++++ Input for this task
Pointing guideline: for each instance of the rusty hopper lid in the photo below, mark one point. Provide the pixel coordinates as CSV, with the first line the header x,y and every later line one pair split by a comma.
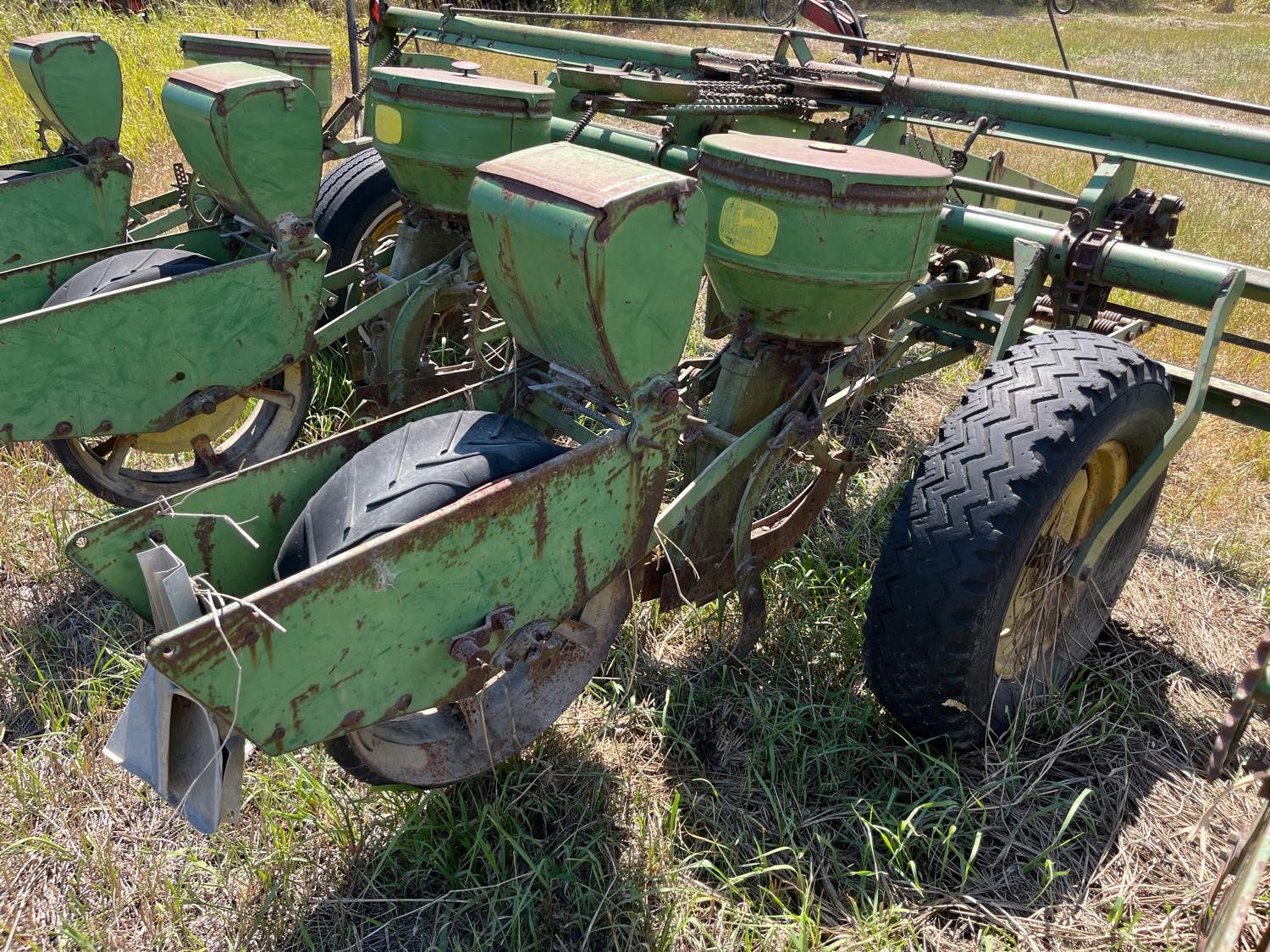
x,y
452,88
221,78
51,41
841,167
587,177
258,46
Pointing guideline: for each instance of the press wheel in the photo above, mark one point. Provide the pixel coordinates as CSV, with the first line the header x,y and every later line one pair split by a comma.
x,y
136,469
533,678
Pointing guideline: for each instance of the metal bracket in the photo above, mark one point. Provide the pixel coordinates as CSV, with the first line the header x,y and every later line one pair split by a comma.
x,y
1030,276
1157,461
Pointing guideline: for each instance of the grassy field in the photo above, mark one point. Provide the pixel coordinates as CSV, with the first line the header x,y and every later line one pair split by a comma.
x,y
682,804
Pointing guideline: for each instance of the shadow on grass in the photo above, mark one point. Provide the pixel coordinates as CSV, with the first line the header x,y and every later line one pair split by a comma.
x,y
531,857
794,753
69,649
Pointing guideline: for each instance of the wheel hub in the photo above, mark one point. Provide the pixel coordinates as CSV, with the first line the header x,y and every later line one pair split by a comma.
x,y
1034,619
178,439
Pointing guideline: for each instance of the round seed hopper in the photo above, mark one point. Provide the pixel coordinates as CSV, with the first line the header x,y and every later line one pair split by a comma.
x,y
815,240
433,127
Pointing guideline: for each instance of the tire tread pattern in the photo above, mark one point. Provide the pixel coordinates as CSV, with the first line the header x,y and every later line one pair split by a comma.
x,y
963,509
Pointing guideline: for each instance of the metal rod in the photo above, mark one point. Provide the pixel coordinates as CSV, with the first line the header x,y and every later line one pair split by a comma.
x,y
355,81
1013,192
927,52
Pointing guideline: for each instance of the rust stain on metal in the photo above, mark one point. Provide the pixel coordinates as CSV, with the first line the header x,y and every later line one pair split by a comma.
x,y
300,701
540,522
579,563
515,497
203,530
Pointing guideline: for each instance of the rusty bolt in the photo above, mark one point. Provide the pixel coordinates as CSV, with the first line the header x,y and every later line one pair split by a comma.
x,y
472,654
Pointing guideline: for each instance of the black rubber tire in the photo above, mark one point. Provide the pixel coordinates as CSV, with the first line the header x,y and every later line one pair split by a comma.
x,y
400,477
972,513
411,472
126,271
352,200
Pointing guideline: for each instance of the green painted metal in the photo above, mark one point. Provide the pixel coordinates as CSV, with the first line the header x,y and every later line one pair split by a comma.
x,y
23,289
134,360
594,259
1173,276
1157,461
815,240
253,136
1226,399
1107,129
433,127
74,81
70,208
338,647
309,63
1030,276
266,499
632,145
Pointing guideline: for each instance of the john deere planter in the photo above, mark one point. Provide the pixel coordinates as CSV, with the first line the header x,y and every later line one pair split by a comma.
x,y
426,593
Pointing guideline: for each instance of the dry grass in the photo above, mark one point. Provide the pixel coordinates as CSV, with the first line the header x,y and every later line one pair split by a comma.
x,y
681,804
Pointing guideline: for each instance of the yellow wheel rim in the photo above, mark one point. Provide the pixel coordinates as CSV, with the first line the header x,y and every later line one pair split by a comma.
x,y
1034,619
179,437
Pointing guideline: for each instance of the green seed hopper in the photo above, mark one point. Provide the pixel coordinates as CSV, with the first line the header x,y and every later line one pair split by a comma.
x,y
856,233
74,81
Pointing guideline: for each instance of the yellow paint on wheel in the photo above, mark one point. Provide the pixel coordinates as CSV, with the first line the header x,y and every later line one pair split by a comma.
x,y
1034,619
178,438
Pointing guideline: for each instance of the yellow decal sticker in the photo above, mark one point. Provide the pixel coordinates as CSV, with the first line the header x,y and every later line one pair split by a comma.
x,y
388,124
747,226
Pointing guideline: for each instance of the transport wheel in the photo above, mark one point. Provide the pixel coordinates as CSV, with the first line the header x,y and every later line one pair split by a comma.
x,y
136,469
358,207
970,616
535,674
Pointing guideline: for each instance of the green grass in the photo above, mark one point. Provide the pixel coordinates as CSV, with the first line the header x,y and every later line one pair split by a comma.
x,y
680,804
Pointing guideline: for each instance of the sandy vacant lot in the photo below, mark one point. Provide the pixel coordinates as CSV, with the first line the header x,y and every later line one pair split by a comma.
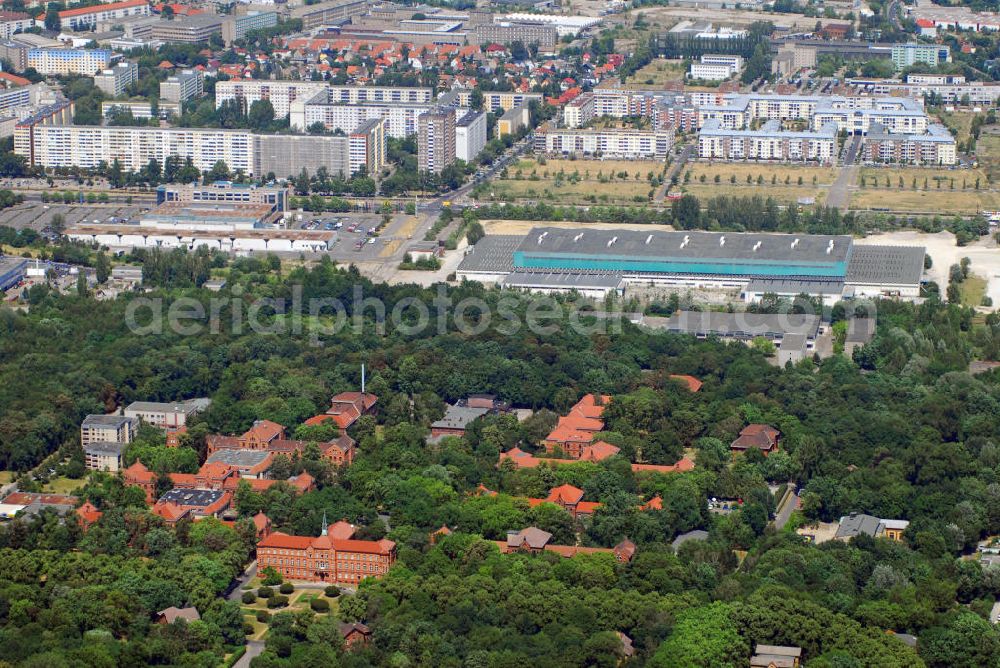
x,y
941,247
524,226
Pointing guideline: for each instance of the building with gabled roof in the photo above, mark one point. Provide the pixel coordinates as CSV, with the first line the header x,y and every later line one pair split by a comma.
x,y
334,557
760,436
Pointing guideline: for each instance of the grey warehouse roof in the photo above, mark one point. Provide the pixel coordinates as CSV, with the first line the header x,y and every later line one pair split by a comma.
x,y
104,448
238,457
105,421
494,253
193,497
657,243
886,265
857,524
521,279
738,325
458,417
782,286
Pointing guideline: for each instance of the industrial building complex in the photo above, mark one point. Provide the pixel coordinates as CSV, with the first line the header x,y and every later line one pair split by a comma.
x,y
599,262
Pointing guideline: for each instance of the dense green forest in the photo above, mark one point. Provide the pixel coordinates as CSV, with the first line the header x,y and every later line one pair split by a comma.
x,y
903,431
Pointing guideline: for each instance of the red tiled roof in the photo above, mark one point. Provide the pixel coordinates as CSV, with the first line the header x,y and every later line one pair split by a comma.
x,y
693,383
81,11
599,451
565,494
684,465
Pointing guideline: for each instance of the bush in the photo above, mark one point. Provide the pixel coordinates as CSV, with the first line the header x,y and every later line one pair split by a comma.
x,y
277,601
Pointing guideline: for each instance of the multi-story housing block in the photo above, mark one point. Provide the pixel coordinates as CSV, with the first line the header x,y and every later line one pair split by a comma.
x,y
115,80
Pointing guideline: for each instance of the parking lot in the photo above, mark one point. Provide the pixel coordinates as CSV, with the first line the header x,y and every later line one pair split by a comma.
x,y
36,216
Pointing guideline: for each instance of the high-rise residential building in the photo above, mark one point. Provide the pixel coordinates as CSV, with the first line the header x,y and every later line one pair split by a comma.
x,y
436,139
68,61
470,135
237,27
86,18
189,30
912,53
133,147
115,80
183,86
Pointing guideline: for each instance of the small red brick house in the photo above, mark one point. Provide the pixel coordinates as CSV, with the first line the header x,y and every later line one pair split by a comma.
x,y
761,436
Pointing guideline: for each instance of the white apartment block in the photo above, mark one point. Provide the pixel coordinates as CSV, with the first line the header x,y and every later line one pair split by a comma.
x,y
69,61
400,119
499,100
716,67
770,142
612,143
183,86
579,111
12,23
283,93
115,80
89,146
470,135
141,108
85,18
851,114
710,72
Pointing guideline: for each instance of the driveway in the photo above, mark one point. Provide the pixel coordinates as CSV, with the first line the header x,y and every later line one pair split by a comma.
x,y
254,649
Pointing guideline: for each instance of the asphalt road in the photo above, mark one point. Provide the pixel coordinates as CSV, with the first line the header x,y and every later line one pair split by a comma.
x,y
785,511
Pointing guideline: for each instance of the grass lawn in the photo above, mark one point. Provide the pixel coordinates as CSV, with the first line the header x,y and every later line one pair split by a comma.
x,y
588,170
988,154
298,600
942,201
568,192
62,485
824,175
961,121
781,193
931,175
657,73
972,290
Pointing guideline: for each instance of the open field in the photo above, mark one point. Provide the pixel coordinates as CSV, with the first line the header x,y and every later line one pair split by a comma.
x,y
972,289
943,201
931,175
961,121
575,181
524,226
62,485
588,170
988,153
780,193
297,601
669,16
567,192
825,176
657,73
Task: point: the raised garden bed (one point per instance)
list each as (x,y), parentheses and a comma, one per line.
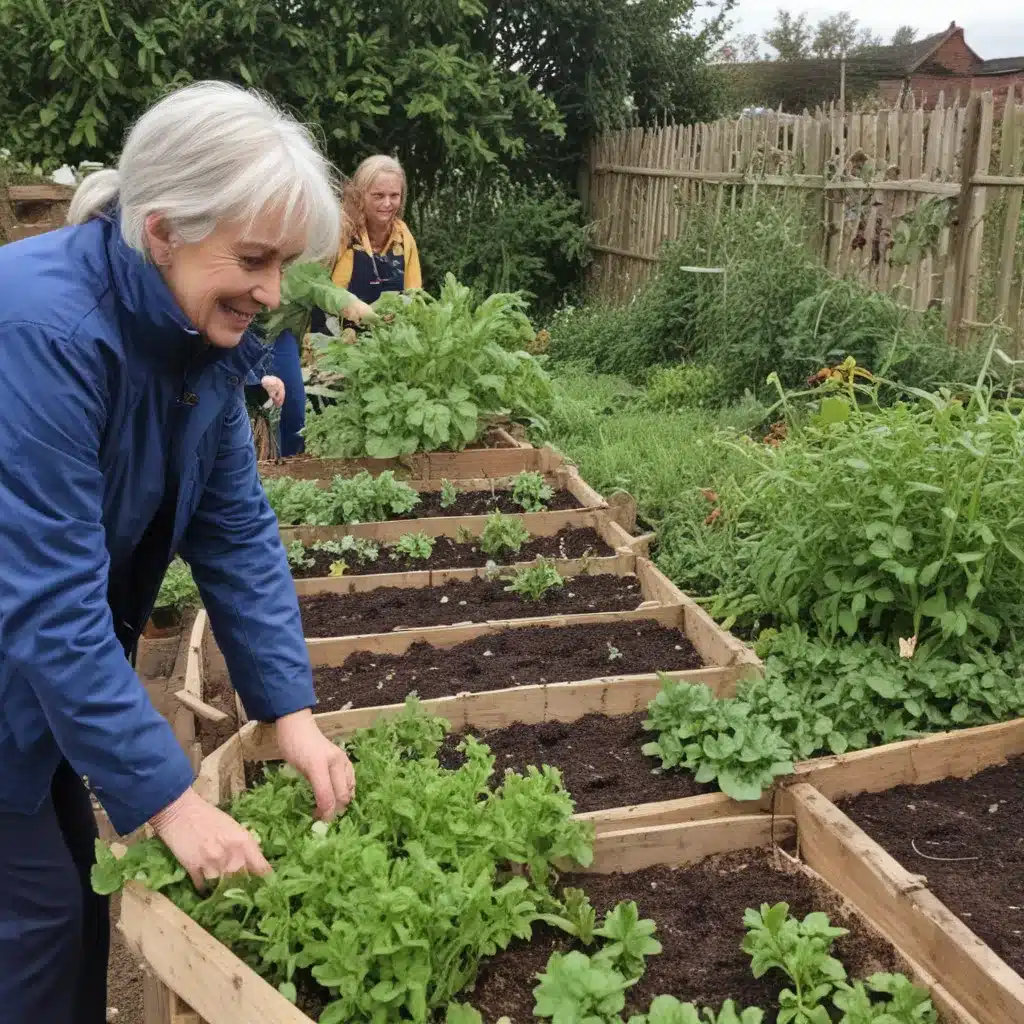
++++++++
Without including any pictures, print all of the material exactly as given.

Result of this exercise
Pointing guideline: for each instance of the rusty hopper lid in the photo below, mark one point. Provide the pixel coordinates as CSV, with the first line the header x,y and every later line one pair split by a comma.
x,y
452,88
221,78
51,41
841,167
587,177
258,46
Pointing guideline: for each instance of the press wheel in the photo above, mark one point. Provide the pixel coordinates as CSV, with the first line the header x,y and every later line one pair split by a comma.
x,y
136,469
533,678
Pointing guideline: for each instance of the metal bracket in the photo above, mark one point. Provide the pixel coordinates as CSV, with the first line the header x,y and every later line one pair split by a comma.
x,y
1030,276
1157,461
Pointing guideline: for each instance of the grassy field in the photo above, mark one point. Provide the pixel coordinates as CSV, with the first line the header x,y and every later line one pair split by a comma.
x,y
682,804
Pointing guideline: for each instance of the shadow on grass in the photo above, mark one point. Provide the pixel coordinates as CSV, with the first line the header x,y and every later line one pair split by a comma.
x,y
531,857
794,753
69,649
Pointing guideline: for each instance of the wheel hub in the photo above, mark one point. Provide the pixel coordinates as CSV, with the first line the header x,y and every later line one pair split by a comma.
x,y
1034,619
178,439
Pointing guideline: for each instance of the round seed hopper in the photo above, mark one point. Provide the pixel coordinates as CSV, with the first line the header x,y and every later line one pair split by a comma.
x,y
815,240
433,127
Pointing guideline: for each instance of the tire tread pattern in the photo above, mark one point. Provide the pixel coordinates as CSV, with the first line the header x,y and every later line one pair split by a comma.
x,y
963,509
Pointing guideline: for each instance of the metal rod in the photo above, mark one point. Provide the pixel coordinates as CSV, with the first line the header x,y and every later line one pair split by a comma.
x,y
355,81
1013,192
927,52
Pointing guideline: for each instance of the rust stain on metal in the photo above, mark one point. Provide the pixel coordinates as CSV, with the first line the header x,y and every later line one pair split by a comma.
x,y
300,701
540,522
579,563
515,497
203,530
Pointing guideline: for each instance of the rusty bolt in the photo above, mark one point. Provide the pixel coordinates as CSV, with the first line the header x,y and every later line one pair split by a comma.
x,y
472,654
Pointing guideline: for each instance of the black rubber tire in the photo above, mark one point. Provide the pixel coordinates as CSV, with the first line the header x,y and every later line one pair split by a comma.
x,y
400,477
972,513
411,472
126,271
352,200
Pointing guideline: for each instance of the green painted metal in the photo above, mark one point. Provide the pixel coordinates as CSV, with the first line the header x,y and every later line one pair split by a comma.
x,y
23,289
134,360
594,259
1173,276
1157,461
815,240
253,136
1226,399
1107,129
433,127
74,81
70,208
338,647
309,63
1030,276
266,499
632,145
Pointing guideline: for each instance of the john deere planter in the photo above, mark one point. Provide the pixel coordinates as CSV, with the first line the header x,y and every later line one pair split by a comma.
x,y
426,593
Pointing guideline: for each instance of the dry grass in the photo above, mark one point. Provide the pixel coordinates as CSV, with the first line the header x,y and every later line one pair split by a comma.
x,y
681,804
Pointing guideline: for each instance of the yellow wheel rim in the photo above, mark one point. Provide the pixel coordinates as CSV, with the first line the header x,y and every later line one pair split by a comma.
x,y
1034,619
179,437
Pointing guideline: for each instance of the green seed hopper in the photo above, mark one point. Provide the pixel coordinates as CSV, with the first line the header x,y and every later line one pair split by a comma.
x,y
856,233
74,81
Pointing guideline: for each instance of the yellow paint on wheel in the photo above, mark one point. Provide the pixel coordinates as CSV, with the first line the header x,y and every later line one pair split by a comma.
x,y
1034,619
178,438
Pointing guideline: for each instance of the yellow decal sticker in the photo above, mark one point. Provide the pixel coordinates as CSV, with the first line the header x,y and every later line one pair split by a comma.
x,y
388,124
747,226
Pointing guideline: for each instance of the transport wheel in the photo above, mark one point. Provide the pixel coordinates as CSV, with the first line the header x,y and every later line one pair split by a comma.
x,y
136,469
358,207
970,616
535,674
Pointing guideline: for each instance of the green grass in the photo above, mark one point. Provide the pixel coordinates as CSV, with the first line the header x,y and every later line one pair split by a comma.
x,y
680,804
Pointing guideline: for each instance of the sandy vacant lot in the photo below, mark one point. Provide the pixel coordinates as CSV, with the first line the header x,y and every later line one pair split by a comma.
x,y
941,247
524,226
Pointing guideline: for each instance of the building with gabled roof in the photo above, mark one point. Provide the pixel coordinates as CSV, with the first line the header x,y and every later line one pair split by a comma.
x,y
334,557
760,436
Pointing guideline: for each instance of the grey warehouse roof in the photo above, mark one point. Provide the pixel coordinates as CSV, with the first line the header x,y and every later line one pair split by a comma.
x,y
104,448
238,457
105,421
494,253
193,497
657,243
886,265
857,524
521,279
738,325
458,417
782,286
Pointing guideline: for each instance of the industrial building complex in the photo above, mark one point. Provide the pixel coordinates as CSV, with the first line the header x,y and every later line one pair split by a comma.
x,y
599,262
Pointing guideline: for each instance of the dense green forest in the photo above, mark one point. Provide the pixel coordinates as CSV, with the first line the header x,y and every later line one pair split by a comma.
x,y
903,431
Pointing guideline: for each instance of the red tiled roof in the photo above, mark one point. Provide the pixel coordinates as CSV, with the first line the header x,y and every later line one pair split by a comma.
x,y
693,383
81,11
599,451
565,494
684,465
Pointing guideline: for each instance of the bush in the photo above, mark one point. Provide the pixel coordinates as CSV, with the first line the header x,y and every later line one pair split by a comma.
x,y
277,601
Pointing guideline: for each instance of the multi-story housing block in the photo above, mark one point. Provide the pixel coordinates as CSV, with the first line the header x,y and every later line one pair split by a comma.
x,y
115,80
Pointing guideline: for each instance of the parking lot in the photo above, mark one point. Provide the pixel coordinates as CSV, with the first line the header x,y and every later line one pair split by a comma.
x,y
36,216
Pointing guideline: for each instance of the high-rise residential building in the photo above, mark one point. Provide the pixel coordinates as CSV, with the first line the header x,y and every later line one pair split by a comma.
x,y
436,139
68,61
470,135
237,27
86,18
189,30
912,53
133,147
115,80
183,86
Pointing guideline: for each instance of the small red brick house in the photo above, mark one point. Provide the pixel coordinates as CSV, with the first line the header x,y and every later line one pair split by a comma.
x,y
761,436
Pointing guideline: for each instance of the white apartment block in the photo above, mark one point. Provide the pixel coordinates as CSV, with the first line the header x,y and every later line one pair split by a comma.
x,y
69,61
400,119
499,100
716,67
770,142
612,143
183,86
579,111
12,23
283,93
115,80
89,146
470,135
141,108
85,18
851,114
710,72
Pointing guideline: for each instance of the driveway in the photo above, mark one point. Provide the pixel coordinates as CSV, with the first line the header x,y and every later line one pair split by a comma.
x,y
254,649
Pointing guideline: for each instance of the asphalt road in the photo above, mark one point. Provide the pixel coordinates as CSV, with the first line the header x,y and every later line one pair split by a comma.
x,y
785,511
Pointing guideline: for each instance of the grass lawn in the photo above, mark one point. Provide the pixel coordinates as CSV, with the first line the header x,y and every later line one pair split by a comma.
x,y
588,170
988,154
298,600
942,201
568,192
62,485
824,175
961,121
781,193
931,175
657,73
972,290
Pointing guideline: for each instance of the open field in the photo above, mark one point. Provide the pixel coordinates as CSV, with the first line the header x,y and every later line one pair split by a comma.
x,y
972,289
943,201
931,175
961,121
575,181
524,226
62,485
588,170
988,153
780,193
297,601
669,16
567,192
825,176
657,73
Task: point: the raised garden bed (one point per instance)
list each as (x,y), parentheses and a comma, one per line.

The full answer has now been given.